(PROBLEM DETAILS)
An exact reproduction of each record is required.
* * * * * * *
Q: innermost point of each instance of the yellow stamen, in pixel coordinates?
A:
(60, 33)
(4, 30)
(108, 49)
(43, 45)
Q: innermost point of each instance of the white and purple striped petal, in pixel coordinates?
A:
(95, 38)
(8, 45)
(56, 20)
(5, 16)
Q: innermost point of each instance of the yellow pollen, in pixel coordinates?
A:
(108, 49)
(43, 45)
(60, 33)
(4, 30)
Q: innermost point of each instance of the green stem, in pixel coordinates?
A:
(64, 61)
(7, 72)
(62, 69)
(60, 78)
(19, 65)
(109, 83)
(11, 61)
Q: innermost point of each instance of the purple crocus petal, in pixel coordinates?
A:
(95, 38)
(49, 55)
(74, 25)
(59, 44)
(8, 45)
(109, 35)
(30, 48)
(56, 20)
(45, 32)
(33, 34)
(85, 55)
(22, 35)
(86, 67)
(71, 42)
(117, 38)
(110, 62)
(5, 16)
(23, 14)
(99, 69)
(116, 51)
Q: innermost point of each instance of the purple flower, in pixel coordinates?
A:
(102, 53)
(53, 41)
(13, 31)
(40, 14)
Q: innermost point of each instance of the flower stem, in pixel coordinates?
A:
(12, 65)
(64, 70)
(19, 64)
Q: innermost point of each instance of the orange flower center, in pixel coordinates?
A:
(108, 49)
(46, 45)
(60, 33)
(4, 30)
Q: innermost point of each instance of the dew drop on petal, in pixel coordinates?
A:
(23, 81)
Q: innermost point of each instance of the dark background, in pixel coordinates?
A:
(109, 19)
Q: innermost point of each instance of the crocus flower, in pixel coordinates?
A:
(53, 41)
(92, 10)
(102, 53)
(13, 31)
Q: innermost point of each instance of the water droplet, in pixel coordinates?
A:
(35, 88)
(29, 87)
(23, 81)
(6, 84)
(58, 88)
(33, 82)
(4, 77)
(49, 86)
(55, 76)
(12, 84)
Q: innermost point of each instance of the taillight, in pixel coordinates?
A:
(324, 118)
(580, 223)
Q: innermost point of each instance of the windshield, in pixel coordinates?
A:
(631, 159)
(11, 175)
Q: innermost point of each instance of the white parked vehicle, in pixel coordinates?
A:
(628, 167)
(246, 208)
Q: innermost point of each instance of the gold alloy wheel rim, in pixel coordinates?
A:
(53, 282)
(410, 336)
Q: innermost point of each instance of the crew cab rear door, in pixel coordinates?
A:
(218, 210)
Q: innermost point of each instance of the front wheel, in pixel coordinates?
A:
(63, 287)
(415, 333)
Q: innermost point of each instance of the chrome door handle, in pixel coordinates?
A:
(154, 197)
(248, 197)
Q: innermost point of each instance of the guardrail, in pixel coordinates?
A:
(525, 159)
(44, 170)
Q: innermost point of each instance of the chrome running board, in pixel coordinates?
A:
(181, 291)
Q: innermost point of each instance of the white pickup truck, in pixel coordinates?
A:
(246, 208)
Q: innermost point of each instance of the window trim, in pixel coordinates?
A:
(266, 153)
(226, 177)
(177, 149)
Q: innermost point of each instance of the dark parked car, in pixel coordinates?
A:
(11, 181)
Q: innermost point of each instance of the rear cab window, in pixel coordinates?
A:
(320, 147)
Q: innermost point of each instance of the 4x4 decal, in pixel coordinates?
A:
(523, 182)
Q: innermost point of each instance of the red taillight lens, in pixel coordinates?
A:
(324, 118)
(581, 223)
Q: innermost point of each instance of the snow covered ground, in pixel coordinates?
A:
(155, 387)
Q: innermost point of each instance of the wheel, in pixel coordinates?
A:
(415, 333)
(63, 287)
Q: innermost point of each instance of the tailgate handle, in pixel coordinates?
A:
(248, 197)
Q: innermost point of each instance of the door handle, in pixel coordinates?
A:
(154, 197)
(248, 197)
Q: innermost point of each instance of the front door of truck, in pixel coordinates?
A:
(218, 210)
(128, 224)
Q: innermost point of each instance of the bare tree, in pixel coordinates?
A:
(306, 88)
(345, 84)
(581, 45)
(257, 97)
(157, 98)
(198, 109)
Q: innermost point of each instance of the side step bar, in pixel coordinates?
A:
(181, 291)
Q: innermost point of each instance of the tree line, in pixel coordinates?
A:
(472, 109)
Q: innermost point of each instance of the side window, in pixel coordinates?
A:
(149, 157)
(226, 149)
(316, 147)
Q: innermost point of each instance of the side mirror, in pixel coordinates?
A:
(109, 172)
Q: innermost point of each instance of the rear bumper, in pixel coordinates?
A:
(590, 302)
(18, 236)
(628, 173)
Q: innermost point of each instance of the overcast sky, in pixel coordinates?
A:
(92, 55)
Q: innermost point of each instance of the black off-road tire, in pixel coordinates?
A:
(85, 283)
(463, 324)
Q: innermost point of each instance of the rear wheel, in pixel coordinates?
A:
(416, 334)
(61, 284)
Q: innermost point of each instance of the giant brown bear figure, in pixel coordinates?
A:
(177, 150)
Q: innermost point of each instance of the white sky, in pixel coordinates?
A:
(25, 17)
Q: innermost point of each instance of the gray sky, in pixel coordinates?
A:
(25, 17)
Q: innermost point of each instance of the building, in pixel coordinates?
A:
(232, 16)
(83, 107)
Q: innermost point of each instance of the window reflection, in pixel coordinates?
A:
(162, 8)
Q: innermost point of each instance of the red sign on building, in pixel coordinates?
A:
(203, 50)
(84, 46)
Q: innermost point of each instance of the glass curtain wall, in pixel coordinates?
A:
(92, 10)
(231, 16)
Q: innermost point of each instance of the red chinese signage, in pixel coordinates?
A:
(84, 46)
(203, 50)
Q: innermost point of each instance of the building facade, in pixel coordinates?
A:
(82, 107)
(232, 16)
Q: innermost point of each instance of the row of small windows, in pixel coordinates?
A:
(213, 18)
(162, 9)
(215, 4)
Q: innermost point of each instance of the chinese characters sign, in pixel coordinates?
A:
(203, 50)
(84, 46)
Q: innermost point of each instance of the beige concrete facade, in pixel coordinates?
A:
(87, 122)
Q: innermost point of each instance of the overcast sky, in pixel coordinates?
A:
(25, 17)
* * * * * * *
(ANSWER BOX)
Q: innermost point of each instance of the yellow stamen, in pixel coordinates?
A:
(60, 33)
(4, 30)
(108, 49)
(43, 45)
Q: innermost point of each instance of the white and purple striped petal, in pixel coordinates?
A:
(95, 38)
(8, 45)
(56, 20)
(5, 16)
Q: innermost point of each instance of the yellow pollen, in pixel coordinates?
A:
(108, 49)
(43, 45)
(60, 33)
(4, 30)
Q: innermost point of each instance of the green stem, in pixel coordinates?
A:
(64, 61)
(7, 72)
(62, 69)
(60, 78)
(19, 65)
(109, 83)
(11, 61)
Q: innermost point of each instance of the purple crocus petal, in pixel coordinates?
A:
(95, 38)
(49, 55)
(74, 25)
(59, 44)
(8, 45)
(109, 35)
(30, 48)
(56, 20)
(45, 32)
(33, 34)
(85, 55)
(22, 35)
(86, 67)
(71, 42)
(117, 38)
(110, 62)
(5, 16)
(23, 14)
(99, 69)
(116, 51)
Q: innermost point of each instance of the purple flower, in pixel coordinates?
A:
(102, 53)
(53, 41)
(13, 31)
(40, 14)
Q: innermost point of each instance of the flower stem, in pixel coordinates?
A:
(12, 65)
(64, 70)
(19, 64)
Q: innermost point of each instance of the orange flower center, in pixel coordinates?
A:
(108, 49)
(46, 45)
(60, 33)
(4, 30)
Q: innermost point of each instance of the dew drop on petal, in pixel coordinates?
A:
(23, 81)
Q: innermost point of each instance of the dark background, in pixel coordinates?
A:
(109, 19)
Q: innermost point of each instance of the crocus flower, in pixel coordinates?
A:
(53, 41)
(92, 10)
(102, 53)
(13, 31)
Q: innermost point of each instance of the water droplet, in pixel coordinates?
A:
(35, 88)
(29, 87)
(23, 81)
(6, 84)
(58, 88)
(33, 82)
(4, 77)
(49, 86)
(55, 76)
(12, 84)
Q: innermost point of each instance of the taillight, in pixel coordinates?
A:
(324, 118)
(580, 223)
Q: innermost point of each instance of the windshield, in pixel coordinates?
A:
(631, 159)
(11, 175)
Q: innermost point of each instance of the white parked vehicle, in pixel coordinates?
A:
(628, 167)
(246, 208)
Q: innermost point of each instance of the gold alloy wheel rim, in pixel coordinates?
A:
(53, 282)
(410, 336)
Q: innermost point of each instance of the crew cab rear door, in pixel coordinates?
A:
(218, 210)
Q: innermost point of each instance of the front wheel, in pixel coordinates?
A:
(63, 287)
(415, 333)
Q: innermost point of each instance of the chrome door handle, in pixel coordinates?
A:
(154, 197)
(248, 197)
Q: innermost point of each instance of the guardrail, in pixel coordinates?
A:
(525, 159)
(44, 170)
Q: innermost point of each instance of the chrome running board, in pixel coordinates?
A:
(181, 291)
Q: innermost point of each instance of the white pickup truck, in pixel coordinates?
A:
(246, 208)
Q: innermost point of each instance of the window trim, in pixel coordinates?
A:
(266, 153)
(226, 177)
(177, 149)
Q: innermost point of each instance of the dark parked car, in pixel coordinates?
A:
(11, 181)
Q: innermost point of each instance of the rear cab window, in pixel coordinates?
A:
(320, 147)
Q: innermost point of each instance of the 4x4 decal, in pixel coordinates?
A:
(523, 182)
Q: innermost point of each instance of the red taillight lens, in pixel coordinates?
A:
(324, 118)
(581, 223)
Q: innermost point of each instance of the snow covered ground, in pixel coordinates?
A:
(155, 387)
Q: innermost point of each instance of the wheel, in pixel coordinates?
A:
(415, 333)
(63, 287)
Q: innermost point of each instance of the tailgate handle, in pixel coordinates?
A:
(248, 197)
Q: innermost point of each instance of the door handle, in pixel coordinates?
A:
(154, 197)
(248, 197)
Q: innermost point of each instance of the front door of truck, in pixel coordinates?
A:
(218, 210)
(128, 224)
Q: innermost point of each instance of the bare tree, in pixel coordinates?
A:
(306, 88)
(345, 84)
(581, 45)
(257, 97)
(157, 98)
(198, 109)
Q: innermost point of each instance of the side step bar, in pixel coordinates?
A:
(181, 291)
Q: innermost point of each instance of the tree line, in pixel coordinates?
A:
(472, 109)
Q: innermost point of each instance of the side window, in pixel coordinates?
A:
(149, 157)
(226, 149)
(316, 147)
Q: innermost point of each instance of the side mirror, in pixel coordinates?
A:
(109, 172)
Q: innermost point of each instance of the rear bumper, in pixel coordinates?
A:
(590, 302)
(18, 236)
(628, 173)
Q: innermost point of each instance of the overcast sky, in pixel coordinates?
A:
(92, 55)
Q: innermost point of each instance of the black off-road tire, in pixel coordinates?
A:
(85, 283)
(463, 324)
Q: innermost point of each instance of the rear wheel, in pixel coordinates?
A:
(416, 334)
(61, 284)
Q: innermost point of each instance of the giant brown bear figure, in pixel coordinates?
A:
(177, 150)
Q: innermost point of each instance of the white sky, in pixel coordinates?
A:
(25, 17)
Q: innermost point of each instance of the gray sky, in pixel coordinates?
A:
(25, 17)
Q: innermost point of each instance of the building, in pixel coordinates?
A:
(232, 16)
(83, 107)
Q: innermost point of each instance of the window reflection, in pixel coordinates?
A:
(162, 8)
Q: innermost point of each instance of the red sign on building, in pixel coordinates?
A:
(203, 50)
(84, 46)
Q: innermost point of each instance of the glass curtain wall, in pixel coordinates?
A:
(92, 10)
(231, 16)
Q: innermost point of each instance of the red chinese signage, in pixel coordinates?
A:
(84, 46)
(203, 50)
Q: innermost point of each instance of the building facade, in pixel coordinates?
A:
(82, 107)
(232, 16)
Q: innermost point of each instance of the row of small windows, in pixel coordinates?
A:
(213, 18)
(162, 9)
(215, 4)
Q: innermost point of each instance of the chinese characters sign, in pixel coordinates?
A:
(203, 50)
(84, 46)
Q: innermost point of each instance of the beige concrete facade, in pixel coordinates?
A:
(87, 122)
Q: innermost point of each instance of the overcast sky, in pixel coordinates?
A:
(25, 17)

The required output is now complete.